Selected passage:

[Start of section]

Although it can be an exciting experience, buying a home is ranked as a top stressful life event. According to the American Institute of Stress’ Holmes-Rahe Stress Inventory, taking on a mortgage is more stress-inducing than a child leaving home, work demotion or loan foreclosure.
It’s no wonder – home buying is a huge monetary investment with many decisions that need to be made. One misstep can cost thousands of dollars. However, with a little foresight and pre-planning, you can have everything in place before you walk into the future home of your dreams.
This article presents steps that inform you so you can make decisions that sidestep mistakes when buying a home to make buying a home exciting and as stress-free as possible.
Avoiding Mistakes when Buying a Home
1. Create a Long-Term Budget
Determining home costs not only saves you money, but it could also save you heartache further into the buying process. If you’re first-time buyer, you may not realize that the cost of the mortgage is just one part of home ownership financial responsibilities. You also should consider:
- Property taxes
- Home owner’s insurance
- Increased water and utility costs
- Home Owner’s Association dues
Most home listings include the property taxes and home owner’s association fees in the price, so you’ll know what to expect. Some may also include the average costs of utilities in the pricing—and your realtor will know several insurance carriers so you can call ahead to see what the cost of insurance will be on home values that are within your price range.
Knowing the comprehensive costs of home ownership will help you pinpoint just how much house you can afford and avoid this common mistake when buying a home.
2. Prequalify for a Mortgage Loan
If you’re like most Americans, you don’t have enough cash to buy your own home. This means you must have a mortgage loan to pay for a home. Before you speak to a realtor or attend an open house, contact your banking institution to complete the process to pre-qualify for a loan.
To prequalify, you must submit a completed application and provide income verification – W-2s and pay stubs. The lending institution will also ask about whether you have a down payment and complete a credit check to ensure you are a good lending risk to prequalify you.
When you are prequalified, there are several benefits:
- It narrows price range so you can focus on a specific range of homes.
- You are considered a serious buyer by sellers.
- It streamlines the buying process.
3. Hire a Qualified Real Estate Agent
This is an important move because a real estate agent understands the real estate market in your area, how to process the complicated paperwork and can provide independent advice about all aspects of the buying process.
Get a referral from friends and family for realtors who’ve provided them with outstanding service in the past. If your family and friends can’t provide a referral, call at least three agents and ask them about their qualifications, what’s unique about their service and whether they can provide referrals. Choose the one that has the best referrals, qualifications and who you believe will work well with you.
4. Research Neighborhoods Before Buying
The internet is a great place to find neighborhoods where you’d like to live. You can discover whether the neighborhood has the amenities you want, like schools, nearby hospitals or whether it’s walkable. You can also see crime statistics for a city or neighborhood by performing a Google search.

[End of section]

Information given:
[Start of section]

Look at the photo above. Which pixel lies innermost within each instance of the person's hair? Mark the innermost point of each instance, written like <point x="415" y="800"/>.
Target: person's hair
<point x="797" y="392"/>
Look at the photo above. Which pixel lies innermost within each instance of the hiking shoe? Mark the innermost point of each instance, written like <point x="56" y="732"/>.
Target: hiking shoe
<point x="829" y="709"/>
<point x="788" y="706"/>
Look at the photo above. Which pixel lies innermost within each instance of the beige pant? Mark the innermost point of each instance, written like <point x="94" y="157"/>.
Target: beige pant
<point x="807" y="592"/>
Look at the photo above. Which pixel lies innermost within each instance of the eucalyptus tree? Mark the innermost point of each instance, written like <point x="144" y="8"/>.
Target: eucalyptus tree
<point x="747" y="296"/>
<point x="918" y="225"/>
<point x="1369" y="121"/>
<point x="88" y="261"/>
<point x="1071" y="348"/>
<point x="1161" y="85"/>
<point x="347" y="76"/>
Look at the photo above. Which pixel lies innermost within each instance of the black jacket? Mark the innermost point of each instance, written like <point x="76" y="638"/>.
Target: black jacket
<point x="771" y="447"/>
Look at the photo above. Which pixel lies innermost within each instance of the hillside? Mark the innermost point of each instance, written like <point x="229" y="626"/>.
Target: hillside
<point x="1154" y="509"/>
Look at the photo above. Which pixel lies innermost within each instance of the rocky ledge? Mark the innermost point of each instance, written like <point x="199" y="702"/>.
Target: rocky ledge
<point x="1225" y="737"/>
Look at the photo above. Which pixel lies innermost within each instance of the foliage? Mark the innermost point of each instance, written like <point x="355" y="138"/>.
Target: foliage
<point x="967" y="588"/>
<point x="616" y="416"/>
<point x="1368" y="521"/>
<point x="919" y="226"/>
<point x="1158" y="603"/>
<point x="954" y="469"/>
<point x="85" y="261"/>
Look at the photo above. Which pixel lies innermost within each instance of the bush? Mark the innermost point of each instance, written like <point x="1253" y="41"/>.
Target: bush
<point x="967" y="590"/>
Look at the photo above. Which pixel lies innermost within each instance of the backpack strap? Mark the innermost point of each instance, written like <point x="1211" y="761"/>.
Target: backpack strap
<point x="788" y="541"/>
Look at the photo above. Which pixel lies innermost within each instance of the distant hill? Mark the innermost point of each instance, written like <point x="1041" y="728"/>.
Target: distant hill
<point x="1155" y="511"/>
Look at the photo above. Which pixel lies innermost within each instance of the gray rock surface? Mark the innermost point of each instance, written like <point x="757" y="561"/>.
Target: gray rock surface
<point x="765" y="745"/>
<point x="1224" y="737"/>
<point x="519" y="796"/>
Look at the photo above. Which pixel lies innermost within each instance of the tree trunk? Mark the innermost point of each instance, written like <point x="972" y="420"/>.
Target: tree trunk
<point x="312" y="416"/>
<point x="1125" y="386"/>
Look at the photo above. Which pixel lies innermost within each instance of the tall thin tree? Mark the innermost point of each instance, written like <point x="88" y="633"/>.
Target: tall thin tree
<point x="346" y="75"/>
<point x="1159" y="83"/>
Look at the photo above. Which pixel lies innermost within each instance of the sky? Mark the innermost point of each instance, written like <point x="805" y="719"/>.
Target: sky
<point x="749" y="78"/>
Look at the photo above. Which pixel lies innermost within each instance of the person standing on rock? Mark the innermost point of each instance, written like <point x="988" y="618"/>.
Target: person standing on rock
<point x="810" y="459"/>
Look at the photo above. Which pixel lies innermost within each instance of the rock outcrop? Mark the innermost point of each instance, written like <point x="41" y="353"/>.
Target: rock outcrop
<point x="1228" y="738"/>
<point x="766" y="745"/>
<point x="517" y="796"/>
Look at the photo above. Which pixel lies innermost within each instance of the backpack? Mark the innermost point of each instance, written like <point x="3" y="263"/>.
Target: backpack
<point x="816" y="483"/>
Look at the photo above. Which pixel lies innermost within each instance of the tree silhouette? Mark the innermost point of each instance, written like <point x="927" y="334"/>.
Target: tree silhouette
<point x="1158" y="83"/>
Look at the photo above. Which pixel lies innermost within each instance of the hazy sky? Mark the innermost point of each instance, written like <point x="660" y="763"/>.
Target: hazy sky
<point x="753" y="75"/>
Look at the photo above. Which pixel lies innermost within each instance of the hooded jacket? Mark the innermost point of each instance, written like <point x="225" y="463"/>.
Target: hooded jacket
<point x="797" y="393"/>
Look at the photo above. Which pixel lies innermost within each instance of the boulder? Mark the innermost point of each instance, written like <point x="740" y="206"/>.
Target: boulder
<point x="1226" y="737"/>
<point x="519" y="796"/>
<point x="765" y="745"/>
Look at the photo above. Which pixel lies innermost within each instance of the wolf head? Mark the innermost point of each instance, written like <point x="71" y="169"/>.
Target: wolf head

[End of section]

Brief A:
Answer these from the home-buying article:
(i) According to the Holmes-Rahe Stress Inventory, taking on a mortgage is more stress-inducing than which three events?
(ii) Which documents serve as income verification when you prequalify for a mortgage loan?
(iii) If family and friends can't refer a realtor, how many agents should you call?
Brief B: Return the home-buying article word for word, from "Although it can" to "stress-free as possible.".

Worked solution A:
(i) A child leaving home, work demotion, or loan foreclosure.
(ii) W-2s and pay stubs.
(iii) At least three.

Worked solution B:
Although it can be an exciting experience, buying a home is ranked as a top stressful life event. According to the American Institute of Stress’ Holmes-Rahe Stress Inventory, taking on a mortgage is more stress-inducing than a child leaving home, work demotion or loan foreclosure.
It’s no wonder – home buying is a huge monetary investment with many decisions that need to be made. One misstep can cost thousands of dollars. However, with a little foresight and pre-planning, you can have everything in place before you walk into the future home of your dreams.
This article presents steps that inform you so you can make decisions that sidestep mistakes when buying a home to make buying a home exciting and as stress-free as possible.